**TASK OBJECTIVE:**
Rewrite every item below with "marker" replaced by "dot", keeping everything else the same and omitting the pictures.

----------------

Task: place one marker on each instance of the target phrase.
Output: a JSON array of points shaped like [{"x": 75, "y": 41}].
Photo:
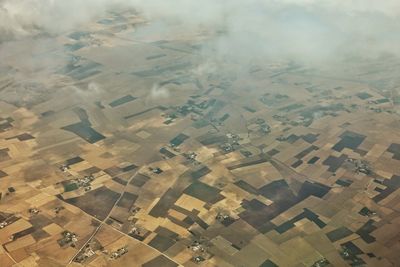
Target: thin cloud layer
[{"x": 310, "y": 31}]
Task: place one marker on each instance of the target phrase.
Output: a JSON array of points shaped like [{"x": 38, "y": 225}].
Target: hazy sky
[{"x": 304, "y": 30}]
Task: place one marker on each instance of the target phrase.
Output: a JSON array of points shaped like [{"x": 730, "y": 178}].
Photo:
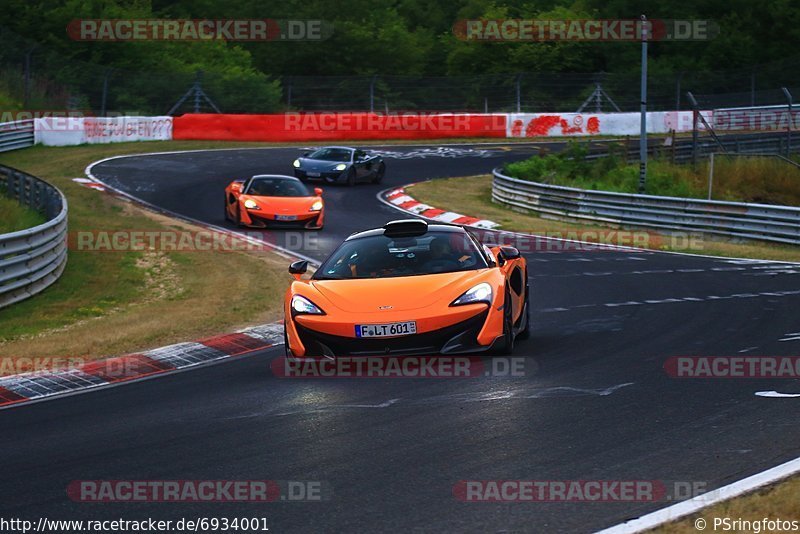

----------------

**EXERCISE SOLUTION:**
Task: place one dot on each instance of the target phrase.
Output: a JSON array of points shaped like [{"x": 75, "y": 41}].
Photo:
Target: thin cloud layer
[{"x": 310, "y": 31}]
Task: place one dot on each instance of the target phrase.
Output: a JSON array of points shaped like [{"x": 38, "y": 225}].
Target: hazy sky
[{"x": 304, "y": 30}]
Task: place one dot on each instance of the target phrase.
Output: a JSON array of points shaped like [{"x": 730, "y": 178}].
Photo:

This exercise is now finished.